● **Written instruction**
Copy out the item lines below again without any change, starting at the line that contains "Segment the **rocky" and ending with the last line of the items.

● **Records for processing**
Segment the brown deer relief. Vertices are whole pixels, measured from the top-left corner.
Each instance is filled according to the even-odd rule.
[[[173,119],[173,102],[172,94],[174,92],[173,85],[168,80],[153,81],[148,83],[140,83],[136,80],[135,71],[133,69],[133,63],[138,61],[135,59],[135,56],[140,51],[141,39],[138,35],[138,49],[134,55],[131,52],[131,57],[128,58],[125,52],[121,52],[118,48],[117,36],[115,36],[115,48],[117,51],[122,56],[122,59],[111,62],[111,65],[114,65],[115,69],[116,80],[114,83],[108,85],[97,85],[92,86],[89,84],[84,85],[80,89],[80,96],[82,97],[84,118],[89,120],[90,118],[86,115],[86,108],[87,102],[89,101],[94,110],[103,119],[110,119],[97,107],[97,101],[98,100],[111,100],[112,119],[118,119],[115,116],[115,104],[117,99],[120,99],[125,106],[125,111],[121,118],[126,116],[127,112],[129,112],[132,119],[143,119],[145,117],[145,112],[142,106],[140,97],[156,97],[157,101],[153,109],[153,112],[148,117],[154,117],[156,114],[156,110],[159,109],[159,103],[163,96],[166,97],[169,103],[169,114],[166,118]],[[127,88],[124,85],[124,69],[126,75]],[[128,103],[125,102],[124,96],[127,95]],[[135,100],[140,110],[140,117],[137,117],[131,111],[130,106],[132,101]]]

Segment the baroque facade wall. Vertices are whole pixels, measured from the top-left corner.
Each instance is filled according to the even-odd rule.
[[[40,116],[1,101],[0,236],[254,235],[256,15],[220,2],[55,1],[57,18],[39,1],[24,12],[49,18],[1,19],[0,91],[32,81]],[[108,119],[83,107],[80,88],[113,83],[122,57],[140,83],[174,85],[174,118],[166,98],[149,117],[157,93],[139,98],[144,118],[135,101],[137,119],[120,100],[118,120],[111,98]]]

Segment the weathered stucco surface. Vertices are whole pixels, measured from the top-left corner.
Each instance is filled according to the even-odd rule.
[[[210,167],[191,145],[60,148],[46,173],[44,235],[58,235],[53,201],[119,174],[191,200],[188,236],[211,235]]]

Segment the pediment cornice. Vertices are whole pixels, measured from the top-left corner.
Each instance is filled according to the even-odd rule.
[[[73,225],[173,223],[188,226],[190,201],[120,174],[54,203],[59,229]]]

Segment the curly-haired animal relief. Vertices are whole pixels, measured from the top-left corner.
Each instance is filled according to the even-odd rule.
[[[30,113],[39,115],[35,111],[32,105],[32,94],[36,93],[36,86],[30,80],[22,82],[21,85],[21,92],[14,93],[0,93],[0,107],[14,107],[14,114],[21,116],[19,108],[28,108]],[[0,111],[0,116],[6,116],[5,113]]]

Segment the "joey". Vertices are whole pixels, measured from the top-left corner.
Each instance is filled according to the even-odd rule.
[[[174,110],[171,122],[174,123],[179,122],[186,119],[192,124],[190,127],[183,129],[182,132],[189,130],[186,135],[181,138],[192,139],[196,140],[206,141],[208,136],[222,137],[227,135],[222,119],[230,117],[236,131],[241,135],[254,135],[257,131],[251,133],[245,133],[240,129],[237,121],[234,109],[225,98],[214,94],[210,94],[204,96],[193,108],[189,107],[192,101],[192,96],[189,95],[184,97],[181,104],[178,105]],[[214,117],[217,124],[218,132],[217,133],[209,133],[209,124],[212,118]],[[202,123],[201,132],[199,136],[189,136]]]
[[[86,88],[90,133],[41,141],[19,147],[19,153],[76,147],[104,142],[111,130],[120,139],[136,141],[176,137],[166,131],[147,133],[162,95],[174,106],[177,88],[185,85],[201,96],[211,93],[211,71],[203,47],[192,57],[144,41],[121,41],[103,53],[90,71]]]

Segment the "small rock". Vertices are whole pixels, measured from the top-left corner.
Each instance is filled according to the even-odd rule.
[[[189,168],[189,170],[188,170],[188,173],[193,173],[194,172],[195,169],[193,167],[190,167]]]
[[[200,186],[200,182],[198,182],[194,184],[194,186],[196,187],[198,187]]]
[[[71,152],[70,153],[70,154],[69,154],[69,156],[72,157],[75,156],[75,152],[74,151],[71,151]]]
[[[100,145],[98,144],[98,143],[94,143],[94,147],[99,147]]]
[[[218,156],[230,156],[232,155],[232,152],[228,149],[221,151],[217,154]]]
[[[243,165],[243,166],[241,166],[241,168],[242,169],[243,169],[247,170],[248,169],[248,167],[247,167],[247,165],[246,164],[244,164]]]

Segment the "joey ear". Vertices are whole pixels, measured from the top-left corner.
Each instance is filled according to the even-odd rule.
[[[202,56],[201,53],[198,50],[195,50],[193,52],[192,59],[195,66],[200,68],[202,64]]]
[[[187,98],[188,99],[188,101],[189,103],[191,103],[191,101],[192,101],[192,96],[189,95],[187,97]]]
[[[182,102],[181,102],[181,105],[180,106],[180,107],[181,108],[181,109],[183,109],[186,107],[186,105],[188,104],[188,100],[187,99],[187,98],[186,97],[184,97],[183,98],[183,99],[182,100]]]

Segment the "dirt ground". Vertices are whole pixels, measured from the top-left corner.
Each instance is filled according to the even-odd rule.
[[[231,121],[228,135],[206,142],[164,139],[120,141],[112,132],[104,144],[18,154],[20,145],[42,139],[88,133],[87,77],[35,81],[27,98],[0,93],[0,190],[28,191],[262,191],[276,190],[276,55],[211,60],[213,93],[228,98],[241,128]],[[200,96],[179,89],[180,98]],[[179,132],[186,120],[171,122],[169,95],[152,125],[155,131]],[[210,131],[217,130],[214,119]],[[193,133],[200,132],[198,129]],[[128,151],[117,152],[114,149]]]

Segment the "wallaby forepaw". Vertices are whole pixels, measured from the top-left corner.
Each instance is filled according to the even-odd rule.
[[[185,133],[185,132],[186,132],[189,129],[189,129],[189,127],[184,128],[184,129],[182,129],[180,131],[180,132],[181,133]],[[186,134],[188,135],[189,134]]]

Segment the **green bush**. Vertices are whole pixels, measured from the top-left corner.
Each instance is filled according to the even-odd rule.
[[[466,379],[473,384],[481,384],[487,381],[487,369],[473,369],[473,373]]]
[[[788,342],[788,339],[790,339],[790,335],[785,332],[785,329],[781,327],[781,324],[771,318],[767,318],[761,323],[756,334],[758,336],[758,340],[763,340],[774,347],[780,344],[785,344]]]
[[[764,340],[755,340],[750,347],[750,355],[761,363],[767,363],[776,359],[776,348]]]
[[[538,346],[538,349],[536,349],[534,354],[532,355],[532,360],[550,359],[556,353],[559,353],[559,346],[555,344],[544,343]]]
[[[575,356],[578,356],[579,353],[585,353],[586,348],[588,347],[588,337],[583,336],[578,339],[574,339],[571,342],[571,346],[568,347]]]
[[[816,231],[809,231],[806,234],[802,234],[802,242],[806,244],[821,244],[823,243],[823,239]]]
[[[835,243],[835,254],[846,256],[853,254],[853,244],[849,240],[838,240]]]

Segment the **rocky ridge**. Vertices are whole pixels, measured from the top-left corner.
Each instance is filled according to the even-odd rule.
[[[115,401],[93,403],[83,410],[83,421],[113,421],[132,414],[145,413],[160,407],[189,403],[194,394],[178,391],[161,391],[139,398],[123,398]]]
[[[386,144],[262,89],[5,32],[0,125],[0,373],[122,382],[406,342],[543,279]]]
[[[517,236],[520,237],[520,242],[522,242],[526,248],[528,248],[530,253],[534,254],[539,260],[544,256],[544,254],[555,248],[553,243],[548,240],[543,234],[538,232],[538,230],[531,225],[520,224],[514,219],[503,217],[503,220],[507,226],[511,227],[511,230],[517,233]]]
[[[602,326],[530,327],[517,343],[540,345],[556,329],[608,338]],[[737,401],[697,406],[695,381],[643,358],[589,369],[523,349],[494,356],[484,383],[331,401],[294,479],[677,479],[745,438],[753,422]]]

● **Correct result**
Segment the **rocky ridge**. Vertices are whole pixels, measured from the top-left corner.
Each instance is filled according to the even-odd rule.
[[[115,401],[93,403],[83,410],[83,421],[113,421],[132,414],[145,413],[160,407],[189,403],[194,394],[178,391],[161,391],[139,398],[123,398]]]
[[[386,144],[262,89],[5,32],[0,125],[0,373],[122,382],[406,342],[543,279]]]
[[[517,236],[520,237],[520,242],[522,242],[526,248],[528,248],[530,253],[534,254],[539,260],[544,256],[544,254],[555,248],[553,243],[548,240],[543,234],[538,232],[538,230],[531,225],[520,224],[514,219],[503,217],[503,220],[507,226],[511,227],[511,230],[517,233]]]
[[[602,326],[530,327],[517,343],[540,345],[556,329],[608,338]],[[737,401],[697,406],[695,381],[643,358],[589,369],[523,349],[494,356],[484,383],[331,401],[294,479],[677,479],[745,438],[753,422]]]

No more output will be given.